What is needed: Rewrite the items starting with the line that contains "point: the tartan" and going on through the line that contains "point: the haze", replacing "tartan fabric" with "plaid fabric" and leaving everything else unchanged.
## Start
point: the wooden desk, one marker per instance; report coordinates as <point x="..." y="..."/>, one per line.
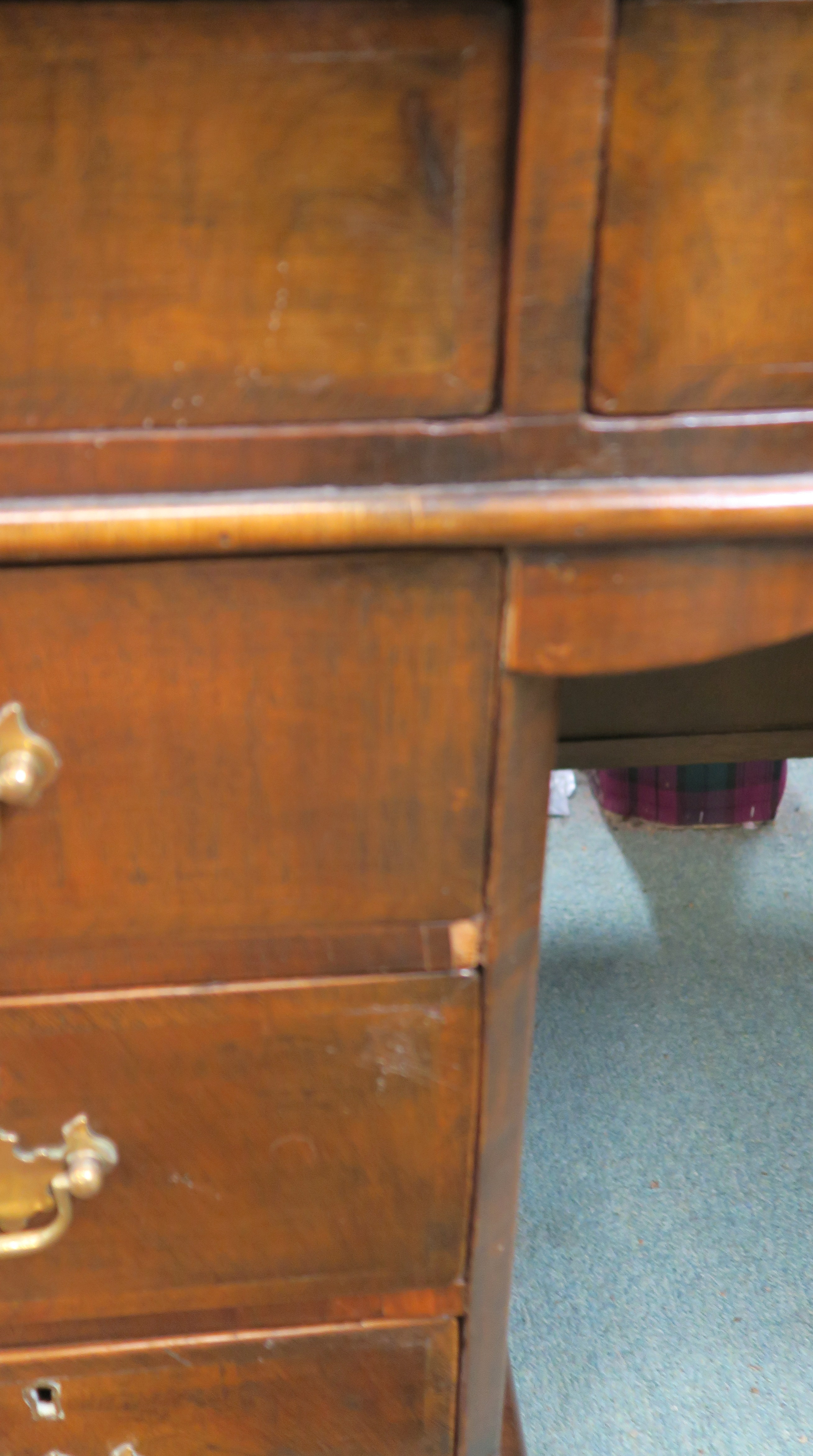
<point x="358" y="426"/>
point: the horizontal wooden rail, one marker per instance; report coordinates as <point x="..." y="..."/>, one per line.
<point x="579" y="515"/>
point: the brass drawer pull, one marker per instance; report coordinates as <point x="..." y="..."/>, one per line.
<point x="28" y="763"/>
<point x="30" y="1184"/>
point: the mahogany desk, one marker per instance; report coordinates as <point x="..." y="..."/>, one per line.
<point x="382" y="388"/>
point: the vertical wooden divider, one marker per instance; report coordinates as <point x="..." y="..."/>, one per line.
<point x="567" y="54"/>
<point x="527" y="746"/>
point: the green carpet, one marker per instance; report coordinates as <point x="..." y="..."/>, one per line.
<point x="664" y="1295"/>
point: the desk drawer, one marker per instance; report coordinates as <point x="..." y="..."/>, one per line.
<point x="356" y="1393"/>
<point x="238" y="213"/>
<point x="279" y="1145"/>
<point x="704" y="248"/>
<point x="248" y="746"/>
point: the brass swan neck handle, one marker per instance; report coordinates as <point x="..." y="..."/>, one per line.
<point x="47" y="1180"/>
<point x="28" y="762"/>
## End
## Start
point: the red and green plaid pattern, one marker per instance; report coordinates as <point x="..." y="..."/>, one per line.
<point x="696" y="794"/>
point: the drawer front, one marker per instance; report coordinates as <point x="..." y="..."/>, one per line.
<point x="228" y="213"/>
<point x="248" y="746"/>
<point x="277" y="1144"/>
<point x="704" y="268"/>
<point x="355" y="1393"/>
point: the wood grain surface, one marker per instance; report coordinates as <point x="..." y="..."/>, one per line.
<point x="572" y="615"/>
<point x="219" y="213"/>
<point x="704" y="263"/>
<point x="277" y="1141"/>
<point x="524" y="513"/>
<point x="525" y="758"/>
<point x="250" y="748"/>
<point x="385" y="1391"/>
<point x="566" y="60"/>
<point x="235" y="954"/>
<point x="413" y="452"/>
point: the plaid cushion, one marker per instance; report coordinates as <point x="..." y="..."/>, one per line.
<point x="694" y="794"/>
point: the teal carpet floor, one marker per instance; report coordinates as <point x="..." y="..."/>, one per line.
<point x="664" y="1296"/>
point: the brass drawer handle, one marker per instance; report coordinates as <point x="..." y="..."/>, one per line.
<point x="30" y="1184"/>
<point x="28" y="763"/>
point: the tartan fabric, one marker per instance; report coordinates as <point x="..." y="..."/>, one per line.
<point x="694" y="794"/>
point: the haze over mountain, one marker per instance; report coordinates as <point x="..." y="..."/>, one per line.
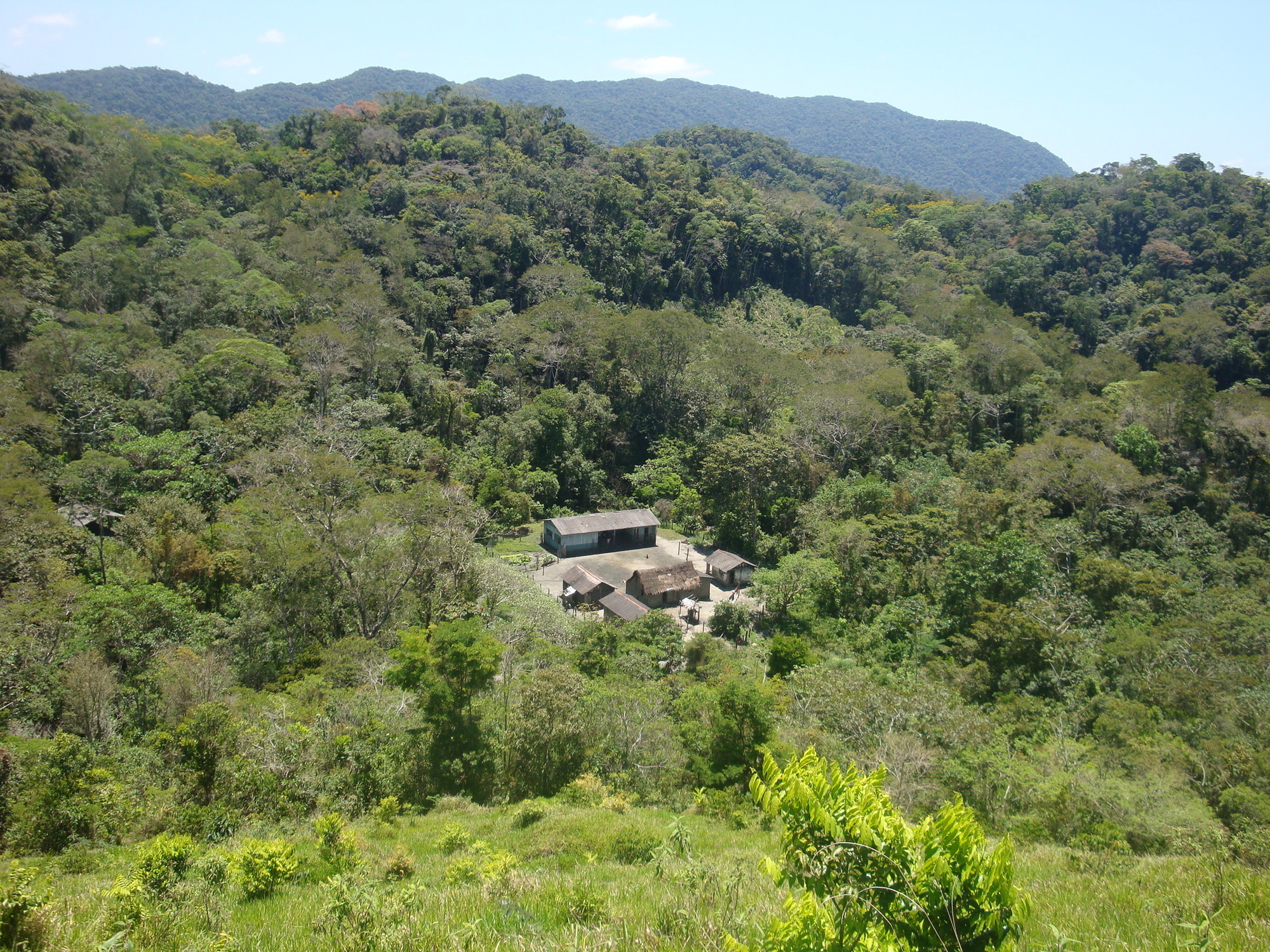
## End
Solution to the exercise:
point: the plaid fabric, one marker per instance; report coordinates as <point x="..." y="..."/>, one per line.
<point x="694" y="794"/>
point: the haze over mountain, one marker per instance; report coordinates as <point x="..." y="..."/>, one per line.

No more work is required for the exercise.